» **REQUIREMENTS**
Convert the material below into a Markdown table with the columns Row and Text. Give each non-blank line its own row with a running number, and leave out the blank lines.

» **RECORDS**
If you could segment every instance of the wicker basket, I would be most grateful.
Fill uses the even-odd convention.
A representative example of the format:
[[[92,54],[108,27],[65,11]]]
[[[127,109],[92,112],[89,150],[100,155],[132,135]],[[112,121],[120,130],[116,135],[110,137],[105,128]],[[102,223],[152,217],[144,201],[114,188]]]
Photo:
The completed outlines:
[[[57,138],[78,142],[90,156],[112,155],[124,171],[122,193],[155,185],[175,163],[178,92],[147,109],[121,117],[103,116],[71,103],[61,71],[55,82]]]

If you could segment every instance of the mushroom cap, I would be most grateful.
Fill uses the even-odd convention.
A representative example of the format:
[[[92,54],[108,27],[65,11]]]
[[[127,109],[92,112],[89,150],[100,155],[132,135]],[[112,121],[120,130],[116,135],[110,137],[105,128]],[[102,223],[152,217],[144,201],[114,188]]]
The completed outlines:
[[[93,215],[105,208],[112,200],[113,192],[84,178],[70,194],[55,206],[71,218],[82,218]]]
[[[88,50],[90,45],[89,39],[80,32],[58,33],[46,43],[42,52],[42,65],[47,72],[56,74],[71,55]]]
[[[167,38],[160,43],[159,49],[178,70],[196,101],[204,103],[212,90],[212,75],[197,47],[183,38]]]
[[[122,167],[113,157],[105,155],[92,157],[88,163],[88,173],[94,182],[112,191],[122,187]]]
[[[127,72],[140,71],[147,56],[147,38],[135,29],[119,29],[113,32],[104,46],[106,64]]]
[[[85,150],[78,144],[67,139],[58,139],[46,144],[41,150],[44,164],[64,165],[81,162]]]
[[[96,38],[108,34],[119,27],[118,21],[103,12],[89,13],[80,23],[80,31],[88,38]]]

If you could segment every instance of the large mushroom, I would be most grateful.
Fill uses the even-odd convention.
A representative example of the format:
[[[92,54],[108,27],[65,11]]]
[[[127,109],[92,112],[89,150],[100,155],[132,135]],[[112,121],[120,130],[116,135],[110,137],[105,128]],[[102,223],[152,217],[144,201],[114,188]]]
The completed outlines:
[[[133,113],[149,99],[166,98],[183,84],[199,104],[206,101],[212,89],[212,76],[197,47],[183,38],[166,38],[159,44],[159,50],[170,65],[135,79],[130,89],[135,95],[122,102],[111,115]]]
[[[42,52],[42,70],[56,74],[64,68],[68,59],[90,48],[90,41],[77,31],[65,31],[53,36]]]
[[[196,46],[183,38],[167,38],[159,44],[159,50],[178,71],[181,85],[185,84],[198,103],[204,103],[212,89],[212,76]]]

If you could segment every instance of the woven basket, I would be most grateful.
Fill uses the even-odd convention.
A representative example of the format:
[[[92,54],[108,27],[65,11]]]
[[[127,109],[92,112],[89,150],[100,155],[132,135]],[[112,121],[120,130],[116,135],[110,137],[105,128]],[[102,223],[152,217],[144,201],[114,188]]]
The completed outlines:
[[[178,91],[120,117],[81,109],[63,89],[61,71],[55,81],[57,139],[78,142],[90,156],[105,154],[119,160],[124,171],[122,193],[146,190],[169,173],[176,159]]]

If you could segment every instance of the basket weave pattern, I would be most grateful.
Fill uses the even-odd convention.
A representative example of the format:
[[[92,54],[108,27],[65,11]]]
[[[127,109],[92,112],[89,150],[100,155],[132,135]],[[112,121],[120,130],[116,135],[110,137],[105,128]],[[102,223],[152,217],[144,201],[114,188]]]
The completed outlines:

» **OUTPUT**
| Row | Text |
|---|---|
| 1 | If you could segment every instance of the wicker basket, I would be most grateful. |
| 2 | Fill uses the even-odd convention. |
| 3 | A representative example of the format: |
| 4 | [[[92,54],[108,27],[65,11]]] |
| 5 | [[[127,109],[92,112],[89,150],[100,155],[132,135]],[[112,121],[120,130],[116,135],[110,137],[105,128]],[[102,223],[152,217],[144,201],[114,188]]] |
| 6 | Photo: |
| 7 | The completed outlines: |
| 8 | [[[57,138],[78,142],[90,156],[112,155],[124,171],[122,193],[155,185],[175,163],[178,92],[147,109],[121,117],[103,116],[71,103],[61,71],[55,82]]] |
| 9 | If you could segment every instance of the mushroom cap, I would be most grateful. |
| 10 | Fill uses the even-odd convention. |
| 11 | A representative example of the format: |
| 12 | [[[92,54],[108,27],[65,11]]] |
| 13 | [[[127,109],[92,112],[89,150],[100,155],[132,135]],[[112,121],[120,130],[116,135],[110,137],[105,128]],[[102,223],[152,217],[144,201],[114,188]]] |
| 14 | The completed outlines: |
| 15 | [[[93,215],[105,208],[112,200],[113,192],[84,178],[70,194],[55,206],[71,218],[82,218]]] |
| 16 | [[[88,50],[90,45],[89,39],[80,32],[58,33],[46,43],[42,52],[42,65],[47,72],[56,74],[71,55]]] |
| 17 | [[[167,38],[160,43],[159,49],[178,70],[196,101],[204,103],[212,90],[212,75],[197,47],[183,38]]] |
| 18 | [[[122,167],[113,157],[105,155],[92,157],[88,163],[88,173],[94,182],[112,191],[122,187]]] |
| 19 | [[[127,72],[140,71],[147,56],[147,38],[135,29],[119,29],[113,32],[104,46],[106,64]]] |
| 20 | [[[85,150],[78,144],[67,139],[58,139],[46,144],[41,150],[44,164],[64,165],[81,162]]] |
| 21 | [[[96,38],[108,34],[119,27],[118,21],[103,12],[89,13],[80,23],[80,31],[88,38]]] |
| 22 | If you could segment every instance of the large mushroom, I would be most grateful. |
| 23 | Fill uses the even-odd convention. |
| 24 | A representative example of the format: |
| 25 | [[[92,54],[108,27],[65,11]]] |
| 26 | [[[127,109],[92,112],[89,150],[100,155],[132,135]],[[112,121],[120,130],[116,135],[110,137],[105,128]],[[102,223],[152,217],[144,201],[114,188]]] |
| 27 | The completed outlines: |
| 28 | [[[133,113],[149,99],[166,98],[183,84],[199,104],[206,101],[212,89],[212,76],[197,47],[183,38],[166,38],[159,44],[159,50],[170,65],[135,79],[130,89],[135,95],[122,102],[111,115]]] |
| 29 | [[[42,52],[42,70],[56,74],[64,68],[68,59],[90,48],[90,41],[77,31],[65,31],[53,36]]] |
| 30 | [[[196,46],[183,38],[167,38],[159,44],[159,50],[178,71],[181,85],[185,84],[198,103],[204,103],[212,89],[212,76]]] |
| 31 | If you could segment every instance of the woven basket, I would be most grateful. |
| 32 | Fill uses the even-odd convention. |
| 33 | A representative example of the format: |
| 34 | [[[92,54],[108,27],[65,11]]] |
| 35 | [[[127,109],[92,112],[89,150],[100,155],[132,135]],[[112,121],[120,130],[116,135],[110,137],[105,128]],[[102,223],[152,217],[144,201],[114,188]]] |
| 36 | The completed outlines: |
| 37 | [[[178,91],[120,117],[81,109],[63,89],[61,71],[55,81],[57,139],[78,142],[90,156],[105,154],[119,160],[124,171],[122,193],[146,190],[169,173],[176,159]]] |
| 38 | If you could segment every instance of the basket weave pattern, I would be most grateful. |
| 39 | Fill uses the even-odd convention. |
| 40 | A representative example of the format: |
| 41 | [[[92,54],[108,27],[65,11]]] |
| 42 | [[[127,109],[92,112],[89,150],[100,155],[132,135]],[[112,121],[120,130],[116,135],[110,137],[105,128]],[[102,223],[152,217],[144,201],[114,188]]] |
| 43 | The completed outlines: |